## What this task involves
A word-for-word repetition of all the entries is needed.

####################

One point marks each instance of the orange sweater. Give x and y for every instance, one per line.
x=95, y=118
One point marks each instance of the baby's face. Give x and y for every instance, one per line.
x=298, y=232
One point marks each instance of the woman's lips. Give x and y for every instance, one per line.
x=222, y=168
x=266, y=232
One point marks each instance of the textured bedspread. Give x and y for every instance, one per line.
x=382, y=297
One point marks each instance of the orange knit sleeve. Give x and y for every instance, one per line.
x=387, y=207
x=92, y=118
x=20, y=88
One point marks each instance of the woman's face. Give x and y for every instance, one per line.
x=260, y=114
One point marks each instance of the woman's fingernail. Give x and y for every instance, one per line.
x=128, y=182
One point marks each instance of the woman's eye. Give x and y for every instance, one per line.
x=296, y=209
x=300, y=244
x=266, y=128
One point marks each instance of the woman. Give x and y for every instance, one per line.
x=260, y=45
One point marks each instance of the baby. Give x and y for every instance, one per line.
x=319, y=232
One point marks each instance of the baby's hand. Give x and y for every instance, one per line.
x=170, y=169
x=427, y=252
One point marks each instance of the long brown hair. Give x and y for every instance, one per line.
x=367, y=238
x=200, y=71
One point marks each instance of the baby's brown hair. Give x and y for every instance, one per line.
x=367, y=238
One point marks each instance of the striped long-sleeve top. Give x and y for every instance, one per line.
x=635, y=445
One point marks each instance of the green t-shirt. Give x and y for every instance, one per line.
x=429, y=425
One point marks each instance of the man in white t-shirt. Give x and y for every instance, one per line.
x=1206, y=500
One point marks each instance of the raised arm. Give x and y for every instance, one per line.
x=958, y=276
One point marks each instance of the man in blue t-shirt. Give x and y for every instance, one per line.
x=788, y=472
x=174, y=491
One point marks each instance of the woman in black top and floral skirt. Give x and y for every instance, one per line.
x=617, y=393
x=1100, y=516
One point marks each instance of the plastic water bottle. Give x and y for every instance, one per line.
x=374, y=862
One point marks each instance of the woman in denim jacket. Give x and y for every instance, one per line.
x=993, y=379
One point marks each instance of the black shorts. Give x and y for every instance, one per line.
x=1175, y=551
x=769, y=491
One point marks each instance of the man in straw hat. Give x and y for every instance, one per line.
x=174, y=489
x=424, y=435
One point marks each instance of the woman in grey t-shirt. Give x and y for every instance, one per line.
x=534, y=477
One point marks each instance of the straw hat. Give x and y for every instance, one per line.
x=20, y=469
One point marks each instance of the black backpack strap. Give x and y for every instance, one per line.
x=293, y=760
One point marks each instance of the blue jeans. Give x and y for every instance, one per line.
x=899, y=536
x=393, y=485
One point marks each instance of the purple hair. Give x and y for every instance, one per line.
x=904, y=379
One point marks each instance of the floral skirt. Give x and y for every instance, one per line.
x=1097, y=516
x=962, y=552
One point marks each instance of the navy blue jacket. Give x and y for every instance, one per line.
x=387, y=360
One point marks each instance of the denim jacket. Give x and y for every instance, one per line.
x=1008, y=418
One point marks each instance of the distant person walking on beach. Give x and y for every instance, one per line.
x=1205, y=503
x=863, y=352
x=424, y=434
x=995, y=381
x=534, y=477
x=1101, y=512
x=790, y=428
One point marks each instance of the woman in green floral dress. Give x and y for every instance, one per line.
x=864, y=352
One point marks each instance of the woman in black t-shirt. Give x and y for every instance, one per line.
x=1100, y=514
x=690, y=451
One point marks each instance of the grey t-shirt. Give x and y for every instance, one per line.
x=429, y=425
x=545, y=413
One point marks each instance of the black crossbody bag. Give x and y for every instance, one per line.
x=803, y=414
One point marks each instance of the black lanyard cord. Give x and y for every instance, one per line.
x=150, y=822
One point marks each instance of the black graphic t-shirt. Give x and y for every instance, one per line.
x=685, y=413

####################

## Solved problem
One point marks each instance of the orange sweater. Give x and y for every instance, one per line.
x=95, y=118
One point marks each instance of the baby's face. Give x and y for every instance, one per line.
x=298, y=232
One point marks each instance of the woman's lips. Give x and y for every instance, one per line.
x=222, y=168
x=266, y=232
One point marks each instance of the textured bedspread. Give x and y for every instance, one per line.
x=382, y=297
One point marks each instance of the orange knit sleeve. Give x and y for every instance, one per line.
x=387, y=207
x=92, y=118
x=20, y=88
One point marks each instance of the woman's face. Give x and y for every instance, one per line.
x=260, y=114
One point marks each instance of the woman's fingernail. Give x and y for every instance, one per line.
x=128, y=182
One point marks each instance of the woman's eye. Give x and y for every instance, one per line.
x=296, y=209
x=300, y=244
x=266, y=128
One point marks each instance of the woman. Give x and y for every instance, one per line.
x=260, y=45
One point marks each instance of the baby. Give x and y for every instance, one per line.
x=319, y=232
One point marks each instance of the baby's hand. Give x and y for every instance, one per line.
x=170, y=169
x=427, y=252
One point marks each instance of the long brown hair. Give x and y for every instance, one per line.
x=367, y=238
x=200, y=71
One point marks each instance of the baby's brown hair. Give x and y for every instance, one per line.
x=367, y=238
One point marks each instance of the striped long-sleeve top. Give x and y for every instance, one per line.
x=635, y=445
One point marks each instance of the green t-shirt. Give x and y for every instance, one per line.
x=429, y=425
One point marks each instance of the man in white t-shirt. Give x and y for every instance, one per line.
x=1206, y=500
One point marks each instance of the raised arm. Give x and y for every instance, one per line.
x=958, y=276
One point marks each instance of the man in blue t-shirt. Give x and y for every instance, one per line.
x=788, y=472
x=174, y=491
One point marks each instance of the woman in black top and floral skirt. Give x and y for every instance, one per line.
x=617, y=393
x=1100, y=516
One point marks each instance of the plastic water bottle. Give x and y for every instance, one per line.
x=374, y=862
One point marks each instance of the woman in denim jacket. Give x and y for every instance, one per line.
x=993, y=379
One point marks each instance of the black shorts. Give x and y for every instance, one per line.
x=1175, y=551
x=769, y=491
One point marks each instance of the man in straw hat. Give x and y for every instance, one per line.
x=174, y=489
x=424, y=435
One point marks each instance of the woman in grey t-shirt. Give x and y for every instance, one per line.
x=534, y=477
One point marks each instance of the straw hat. Give x and y for every instance, one per line.
x=20, y=469
One point marks each instance of the black backpack strap. Give x and y for every instance, one per line.
x=293, y=760
One point marks each instance of the blue jeans. Give x and y for every instance, one per line.
x=899, y=536
x=393, y=485
One point marks each instance of the purple hair. Give x and y for every instance, one per line.
x=904, y=379
One point marks each instance of the floral skirt. Give x and y for every instance, one per line.
x=1097, y=516
x=962, y=552
One point marks each instance of the navy blue jacket. Give x and y for every instance, one per line.
x=387, y=360
One point marks each instance of the denim jacket. Give x and y for every instance, one per line.
x=1008, y=418
One point marks each instance of the distant person walking on beach. Give x and y for every instance, one per line.
x=1205, y=503
x=863, y=352
x=424, y=434
x=995, y=381
x=534, y=477
x=1101, y=512
x=790, y=428
One point marks each instance of the woman in green floral dress. Give x and y for every instance, one per line.
x=864, y=352
One point marks each instance of the woman in black t-shirt. Give x and y for every instance, one per line.
x=1100, y=514
x=690, y=451
One point marks each instance of the grey t-shirt. Give x and y for every instance, one per line.
x=429, y=425
x=545, y=413
One point marks each instance of the black crossbody bag. Give x and y for every instance, one per line.
x=803, y=414
One point marks each instance of the black lanyard cord. Give x and y for every instance, one per line.
x=150, y=822
One point marks each instance of the black graphic t-shirt. Give x and y for every instance, one per line.
x=685, y=413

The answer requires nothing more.